Check which lines of the entries that follow hold "beam", then give the number of those lines and nothing more.

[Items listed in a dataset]

────────

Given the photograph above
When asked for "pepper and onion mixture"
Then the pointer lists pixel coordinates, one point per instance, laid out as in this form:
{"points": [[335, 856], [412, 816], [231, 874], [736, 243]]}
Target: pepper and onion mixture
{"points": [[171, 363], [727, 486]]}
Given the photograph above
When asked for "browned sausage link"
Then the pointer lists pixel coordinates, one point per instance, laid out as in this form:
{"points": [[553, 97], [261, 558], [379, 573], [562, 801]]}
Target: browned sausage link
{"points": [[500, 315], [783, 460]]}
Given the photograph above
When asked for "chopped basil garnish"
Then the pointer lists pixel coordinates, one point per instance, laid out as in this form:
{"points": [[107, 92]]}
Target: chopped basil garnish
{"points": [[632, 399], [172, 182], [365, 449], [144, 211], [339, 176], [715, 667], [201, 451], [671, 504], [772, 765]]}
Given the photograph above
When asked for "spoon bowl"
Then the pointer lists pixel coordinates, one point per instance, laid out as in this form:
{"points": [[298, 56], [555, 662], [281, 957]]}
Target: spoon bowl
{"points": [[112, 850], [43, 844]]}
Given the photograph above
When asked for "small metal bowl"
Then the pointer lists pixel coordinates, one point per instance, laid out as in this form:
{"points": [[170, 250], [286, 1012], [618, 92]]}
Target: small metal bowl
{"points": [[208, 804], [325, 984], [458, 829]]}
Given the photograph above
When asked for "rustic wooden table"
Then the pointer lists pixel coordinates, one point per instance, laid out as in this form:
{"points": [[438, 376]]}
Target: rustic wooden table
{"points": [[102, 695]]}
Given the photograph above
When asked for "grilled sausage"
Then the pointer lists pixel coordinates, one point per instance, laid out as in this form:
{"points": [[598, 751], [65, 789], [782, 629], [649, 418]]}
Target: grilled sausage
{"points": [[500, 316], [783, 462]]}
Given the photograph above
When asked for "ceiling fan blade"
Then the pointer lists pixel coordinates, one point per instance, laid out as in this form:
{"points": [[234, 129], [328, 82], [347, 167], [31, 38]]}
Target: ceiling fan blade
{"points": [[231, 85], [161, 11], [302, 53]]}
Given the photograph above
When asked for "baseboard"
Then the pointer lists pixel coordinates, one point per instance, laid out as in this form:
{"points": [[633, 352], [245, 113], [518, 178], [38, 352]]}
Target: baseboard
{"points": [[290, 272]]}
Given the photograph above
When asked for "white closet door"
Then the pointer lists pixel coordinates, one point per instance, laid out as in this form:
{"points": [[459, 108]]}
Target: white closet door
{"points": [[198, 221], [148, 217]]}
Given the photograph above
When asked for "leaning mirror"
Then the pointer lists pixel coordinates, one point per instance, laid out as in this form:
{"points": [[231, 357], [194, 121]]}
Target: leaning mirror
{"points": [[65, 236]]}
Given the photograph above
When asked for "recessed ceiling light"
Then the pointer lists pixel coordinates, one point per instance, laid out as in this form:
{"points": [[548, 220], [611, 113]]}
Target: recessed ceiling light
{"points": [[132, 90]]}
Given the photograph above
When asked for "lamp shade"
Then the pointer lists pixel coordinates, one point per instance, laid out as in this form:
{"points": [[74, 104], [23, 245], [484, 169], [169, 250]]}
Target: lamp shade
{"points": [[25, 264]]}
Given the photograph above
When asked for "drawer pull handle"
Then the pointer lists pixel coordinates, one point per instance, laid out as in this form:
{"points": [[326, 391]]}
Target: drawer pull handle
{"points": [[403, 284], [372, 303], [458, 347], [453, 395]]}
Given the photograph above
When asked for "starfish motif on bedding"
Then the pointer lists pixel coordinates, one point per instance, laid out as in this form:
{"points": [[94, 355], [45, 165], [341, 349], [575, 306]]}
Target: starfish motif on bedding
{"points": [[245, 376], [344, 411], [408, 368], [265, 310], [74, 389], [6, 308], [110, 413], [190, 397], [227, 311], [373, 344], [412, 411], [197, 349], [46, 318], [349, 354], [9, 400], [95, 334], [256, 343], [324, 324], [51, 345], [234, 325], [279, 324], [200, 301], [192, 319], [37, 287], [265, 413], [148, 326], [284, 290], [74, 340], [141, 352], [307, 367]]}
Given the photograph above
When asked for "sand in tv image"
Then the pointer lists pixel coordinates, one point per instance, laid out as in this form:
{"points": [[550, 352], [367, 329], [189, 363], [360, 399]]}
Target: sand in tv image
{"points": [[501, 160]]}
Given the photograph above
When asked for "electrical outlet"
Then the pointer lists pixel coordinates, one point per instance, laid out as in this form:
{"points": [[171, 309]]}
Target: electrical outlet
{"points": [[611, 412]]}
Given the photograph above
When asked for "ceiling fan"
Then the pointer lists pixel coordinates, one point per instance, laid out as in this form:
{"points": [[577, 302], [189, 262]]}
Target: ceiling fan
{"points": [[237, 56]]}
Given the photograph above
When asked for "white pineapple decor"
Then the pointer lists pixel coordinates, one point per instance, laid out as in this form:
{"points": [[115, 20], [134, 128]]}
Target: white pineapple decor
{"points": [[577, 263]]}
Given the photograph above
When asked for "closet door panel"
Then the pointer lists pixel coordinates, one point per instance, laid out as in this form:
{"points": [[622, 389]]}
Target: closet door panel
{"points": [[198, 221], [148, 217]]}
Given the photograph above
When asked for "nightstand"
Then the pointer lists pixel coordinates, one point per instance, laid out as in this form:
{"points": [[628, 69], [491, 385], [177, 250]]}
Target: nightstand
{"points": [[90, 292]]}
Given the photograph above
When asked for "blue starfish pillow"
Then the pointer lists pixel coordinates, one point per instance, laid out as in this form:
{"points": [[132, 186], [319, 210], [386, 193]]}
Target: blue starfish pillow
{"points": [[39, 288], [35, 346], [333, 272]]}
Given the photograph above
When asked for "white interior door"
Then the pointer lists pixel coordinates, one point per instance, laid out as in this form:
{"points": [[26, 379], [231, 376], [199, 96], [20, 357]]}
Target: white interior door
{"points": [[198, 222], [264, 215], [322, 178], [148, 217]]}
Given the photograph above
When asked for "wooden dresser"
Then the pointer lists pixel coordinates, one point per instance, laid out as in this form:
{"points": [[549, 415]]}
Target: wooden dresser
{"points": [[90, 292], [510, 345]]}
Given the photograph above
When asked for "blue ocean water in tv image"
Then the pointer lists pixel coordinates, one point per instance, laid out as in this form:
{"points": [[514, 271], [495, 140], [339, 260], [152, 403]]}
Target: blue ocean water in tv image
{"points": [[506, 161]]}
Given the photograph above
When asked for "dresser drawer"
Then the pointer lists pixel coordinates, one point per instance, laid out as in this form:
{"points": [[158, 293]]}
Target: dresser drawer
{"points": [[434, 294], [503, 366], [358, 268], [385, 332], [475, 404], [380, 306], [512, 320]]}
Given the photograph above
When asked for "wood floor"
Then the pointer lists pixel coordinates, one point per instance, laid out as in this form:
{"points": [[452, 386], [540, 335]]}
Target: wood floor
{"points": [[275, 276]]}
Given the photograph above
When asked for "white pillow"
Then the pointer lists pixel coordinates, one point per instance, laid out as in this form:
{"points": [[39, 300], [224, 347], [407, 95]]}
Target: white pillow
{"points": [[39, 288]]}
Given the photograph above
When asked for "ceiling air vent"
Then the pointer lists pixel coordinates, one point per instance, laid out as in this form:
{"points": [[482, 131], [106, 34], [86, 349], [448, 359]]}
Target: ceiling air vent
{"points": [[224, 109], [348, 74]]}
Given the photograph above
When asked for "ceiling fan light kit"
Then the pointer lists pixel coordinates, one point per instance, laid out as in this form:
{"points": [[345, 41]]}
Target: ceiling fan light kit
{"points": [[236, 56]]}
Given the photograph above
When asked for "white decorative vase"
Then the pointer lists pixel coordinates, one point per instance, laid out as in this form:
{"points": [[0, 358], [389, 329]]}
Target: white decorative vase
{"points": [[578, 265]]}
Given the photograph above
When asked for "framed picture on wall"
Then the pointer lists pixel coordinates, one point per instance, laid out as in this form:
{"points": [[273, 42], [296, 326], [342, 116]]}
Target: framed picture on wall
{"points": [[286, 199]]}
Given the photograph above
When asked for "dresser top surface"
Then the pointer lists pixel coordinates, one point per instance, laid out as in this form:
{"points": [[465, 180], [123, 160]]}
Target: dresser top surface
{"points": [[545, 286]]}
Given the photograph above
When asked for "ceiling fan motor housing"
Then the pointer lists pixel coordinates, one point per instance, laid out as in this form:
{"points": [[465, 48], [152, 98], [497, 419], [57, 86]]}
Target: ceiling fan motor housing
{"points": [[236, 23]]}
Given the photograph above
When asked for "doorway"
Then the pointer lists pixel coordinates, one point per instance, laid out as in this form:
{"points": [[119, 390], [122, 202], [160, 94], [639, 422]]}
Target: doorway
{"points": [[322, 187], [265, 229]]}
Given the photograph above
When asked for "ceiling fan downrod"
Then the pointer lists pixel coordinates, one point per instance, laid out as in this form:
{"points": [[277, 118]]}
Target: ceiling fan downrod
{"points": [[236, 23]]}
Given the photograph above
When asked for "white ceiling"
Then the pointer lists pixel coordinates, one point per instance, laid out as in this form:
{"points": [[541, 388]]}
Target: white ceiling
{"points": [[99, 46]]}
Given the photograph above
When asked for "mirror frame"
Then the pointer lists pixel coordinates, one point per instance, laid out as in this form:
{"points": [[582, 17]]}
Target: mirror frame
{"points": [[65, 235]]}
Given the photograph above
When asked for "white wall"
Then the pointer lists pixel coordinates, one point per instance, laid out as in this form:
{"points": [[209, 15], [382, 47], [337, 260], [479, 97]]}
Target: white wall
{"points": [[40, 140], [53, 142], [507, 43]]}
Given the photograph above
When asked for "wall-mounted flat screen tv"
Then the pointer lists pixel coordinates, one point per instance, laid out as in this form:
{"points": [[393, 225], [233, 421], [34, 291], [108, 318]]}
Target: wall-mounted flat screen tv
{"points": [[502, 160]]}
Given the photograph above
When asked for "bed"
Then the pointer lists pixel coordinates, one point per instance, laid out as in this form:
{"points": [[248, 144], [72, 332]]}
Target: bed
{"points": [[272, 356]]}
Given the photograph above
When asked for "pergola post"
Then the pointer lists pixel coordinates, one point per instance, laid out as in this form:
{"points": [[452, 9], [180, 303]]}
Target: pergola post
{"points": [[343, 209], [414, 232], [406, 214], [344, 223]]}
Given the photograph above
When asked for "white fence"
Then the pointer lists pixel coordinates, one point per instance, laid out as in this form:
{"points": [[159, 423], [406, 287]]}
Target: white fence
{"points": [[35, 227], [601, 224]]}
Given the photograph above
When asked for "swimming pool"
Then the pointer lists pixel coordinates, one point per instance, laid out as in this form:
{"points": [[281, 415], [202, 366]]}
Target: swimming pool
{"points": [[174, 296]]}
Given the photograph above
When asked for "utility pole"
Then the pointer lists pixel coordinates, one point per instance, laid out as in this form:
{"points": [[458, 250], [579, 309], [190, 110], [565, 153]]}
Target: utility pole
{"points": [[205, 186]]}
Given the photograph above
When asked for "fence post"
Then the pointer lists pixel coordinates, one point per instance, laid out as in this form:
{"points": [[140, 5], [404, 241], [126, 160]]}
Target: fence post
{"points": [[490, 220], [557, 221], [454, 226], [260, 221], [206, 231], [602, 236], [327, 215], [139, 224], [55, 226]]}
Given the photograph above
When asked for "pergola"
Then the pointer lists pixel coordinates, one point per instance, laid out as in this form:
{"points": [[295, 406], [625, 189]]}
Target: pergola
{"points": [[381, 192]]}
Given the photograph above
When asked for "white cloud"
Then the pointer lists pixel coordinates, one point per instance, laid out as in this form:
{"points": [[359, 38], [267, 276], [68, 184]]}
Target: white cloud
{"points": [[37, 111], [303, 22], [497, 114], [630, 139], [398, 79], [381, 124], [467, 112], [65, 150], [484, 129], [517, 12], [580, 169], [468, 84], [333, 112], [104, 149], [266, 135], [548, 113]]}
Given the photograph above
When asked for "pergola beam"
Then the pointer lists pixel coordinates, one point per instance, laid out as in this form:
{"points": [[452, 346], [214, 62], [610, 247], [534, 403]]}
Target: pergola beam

────────

* **TASK RESPONSE**: 2